— WHAT IS ASKED —
Reproduce the records below exactly as they appear.

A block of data
══════════════════════════════
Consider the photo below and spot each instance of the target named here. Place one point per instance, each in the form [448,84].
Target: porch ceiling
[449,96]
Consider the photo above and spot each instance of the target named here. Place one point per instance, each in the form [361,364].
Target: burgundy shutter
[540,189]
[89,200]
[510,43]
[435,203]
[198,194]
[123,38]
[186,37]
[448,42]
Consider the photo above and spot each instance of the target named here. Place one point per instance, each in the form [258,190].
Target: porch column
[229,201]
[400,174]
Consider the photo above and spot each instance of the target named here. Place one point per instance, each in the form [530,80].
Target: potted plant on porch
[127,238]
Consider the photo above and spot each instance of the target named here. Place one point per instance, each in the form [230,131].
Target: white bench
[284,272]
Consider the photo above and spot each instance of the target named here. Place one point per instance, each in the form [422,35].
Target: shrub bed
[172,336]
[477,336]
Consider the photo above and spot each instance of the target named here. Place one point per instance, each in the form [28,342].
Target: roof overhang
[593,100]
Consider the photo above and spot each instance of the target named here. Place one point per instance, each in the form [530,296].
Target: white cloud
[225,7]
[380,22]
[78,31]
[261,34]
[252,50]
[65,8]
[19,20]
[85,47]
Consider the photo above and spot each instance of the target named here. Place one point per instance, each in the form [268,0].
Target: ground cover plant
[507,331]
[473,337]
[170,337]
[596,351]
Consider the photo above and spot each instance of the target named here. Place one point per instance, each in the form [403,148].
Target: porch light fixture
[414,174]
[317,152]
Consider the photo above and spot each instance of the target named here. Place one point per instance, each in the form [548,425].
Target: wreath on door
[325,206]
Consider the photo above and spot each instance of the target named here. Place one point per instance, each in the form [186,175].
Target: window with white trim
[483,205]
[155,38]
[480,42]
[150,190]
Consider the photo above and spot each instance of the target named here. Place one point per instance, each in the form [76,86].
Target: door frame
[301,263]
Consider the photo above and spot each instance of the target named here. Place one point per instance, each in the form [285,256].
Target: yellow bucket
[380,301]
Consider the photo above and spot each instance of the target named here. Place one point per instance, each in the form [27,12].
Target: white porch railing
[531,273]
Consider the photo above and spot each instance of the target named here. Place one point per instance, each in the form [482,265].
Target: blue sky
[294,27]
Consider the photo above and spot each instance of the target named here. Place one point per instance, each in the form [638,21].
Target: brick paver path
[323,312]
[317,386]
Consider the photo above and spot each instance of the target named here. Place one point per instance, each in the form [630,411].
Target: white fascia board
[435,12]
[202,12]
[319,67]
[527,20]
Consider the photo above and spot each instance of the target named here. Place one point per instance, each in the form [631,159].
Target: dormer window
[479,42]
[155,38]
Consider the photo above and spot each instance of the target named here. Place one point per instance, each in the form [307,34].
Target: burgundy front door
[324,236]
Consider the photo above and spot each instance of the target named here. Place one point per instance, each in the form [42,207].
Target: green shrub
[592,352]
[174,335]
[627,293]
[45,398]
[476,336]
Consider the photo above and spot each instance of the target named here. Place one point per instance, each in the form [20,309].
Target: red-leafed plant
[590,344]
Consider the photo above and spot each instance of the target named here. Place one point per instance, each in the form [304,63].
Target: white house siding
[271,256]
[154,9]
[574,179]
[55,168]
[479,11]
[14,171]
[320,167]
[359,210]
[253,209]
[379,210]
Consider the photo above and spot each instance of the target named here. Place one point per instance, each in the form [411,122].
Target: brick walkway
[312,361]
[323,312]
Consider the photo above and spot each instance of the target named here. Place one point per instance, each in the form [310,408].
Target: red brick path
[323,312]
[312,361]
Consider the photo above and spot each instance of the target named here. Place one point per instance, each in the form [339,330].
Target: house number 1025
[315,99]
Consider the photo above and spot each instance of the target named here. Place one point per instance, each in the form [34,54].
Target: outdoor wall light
══════════════════════════════
— EXERCISE SOLUTION —
Consider the photo below and spot each instance of the target named here. Place one point per instance, each in the form [448,84].
Target: porch ceiling
[449,96]
Consider the photo above and spot each instance of the target named here. Place one point per instance, each in the form [361,364].
Target: burgundy shutter
[540,189]
[89,200]
[510,43]
[435,203]
[198,194]
[123,38]
[186,37]
[448,42]
Consider the photo above and spot each instance of the target named here. Place one point per instance, each in the form [258,190].
Target: porch column
[229,201]
[400,174]
Consider the photo above and spot each instance of the target named here. Place one point per instance, each in the form [530,80].
Target: potted plant on porch
[127,238]
Consider the photo above and spot each instance of the target named here. Place one point per instance, each in the form [230,131].
Target: white bench
[284,272]
Consider the photo above and spot each instance of the target named here. Place one point per instance, each in the form [422,35].
Target: shrub bed
[172,336]
[477,336]
Consider the photo above and spot each instance of the target named here. Place one point per instance, each in the form [28,342].
Target: roof overhang
[593,100]
Consider the photo above and spot each instance of the target named here. Place one point per instance, each in the form [530,296].
Target: white cloud
[225,7]
[380,22]
[78,31]
[261,34]
[252,50]
[65,8]
[19,20]
[85,47]
Consider the photo above and spot each instance of the target named here. Place one point per instance, each in the form [268,0].
Target: ground cover plant
[507,331]
[473,337]
[170,337]
[596,351]
Consider the photo above and spot each instance of the target named here. Place one point per instance, each in the form [403,148].
Target: porch light fixture
[414,174]
[317,152]
Consider the photo above and spot each instance of the target named here. Place one point per instance, each in the form [548,425].
Target: wreath on door
[325,206]
Consider the photo above and spot each instance of the target named here. Place one point per instance, each in the form [186,175].
Target: window with white trim
[483,205]
[155,38]
[480,42]
[150,190]
Consider the photo above and spot each instance of the target named here. Place one point per instance, each in the form [76,86].
Target: door frame
[301,263]
Consider the photo above and spot each instance of the target named here. Place one point per instance, each in the form [285,256].
Target: yellow bucket
[380,301]
Consider the photo above and spot each instance of the target named here. Place one point per instance, each in the form [27,12].
Target: white porch railing
[531,273]
Consider the photo above and spot each instance of the target named here. Place one point per instance, each in the form [482,265].
Target: blue sky
[294,27]
Consider the photo above and spot each instance of the target named here. Place one point per instance, each in the form [638,21].
Target: brick paver path
[323,312]
[317,386]
Consider the photo above and spot each instance of the target named here. Place one point per instance, each in the form [630,411].
Target: white fascia board
[435,12]
[202,12]
[319,67]
[527,20]
Consider the photo above and spot each instance of the target named here. Place one point per instance, each in the form [631,159].
Target: dormer window
[479,42]
[155,38]
Consider the photo above and spot each instance of the target named here. Place one point per instance, each in the form [307,34].
Target: burgundy front door
[324,236]
Consider the photo above and spot each instance of the target named here. Place one point per instance, each in the form [42,207].
Target: green shrub
[592,352]
[174,335]
[627,293]
[45,398]
[476,336]
Consider the photo above and spot each instance of the target named here. Place one point per instance, each in the form [20,309].
Target: red-leafed plant
[590,344]
Consider the photo above and spot each instance of the target named here. Place one point per instance, each in the form [304,63].
Target: white house siding
[271,256]
[154,9]
[574,179]
[55,168]
[479,11]
[14,171]
[320,167]
[359,210]
[253,209]
[379,210]
Consider the photo above and spot each instance of the target named here. Place one point per instance, each in the form [411,122].
Target: brick walkway
[312,361]
[323,312]
Consider the photo above and spot each instance of the target named here. Place one point per instance, each in the form [310,408].
Target: red brick path
[323,312]
[312,361]
Consider the photo above and spot each instance of the target named here. Place one point per instance, each in the form [339,330].
Target: house number 1025
[315,99]
Consider the photo above and spot each instance of the target named here. Place one point per instance, each in the form [34,54].
Target: outdoor wall light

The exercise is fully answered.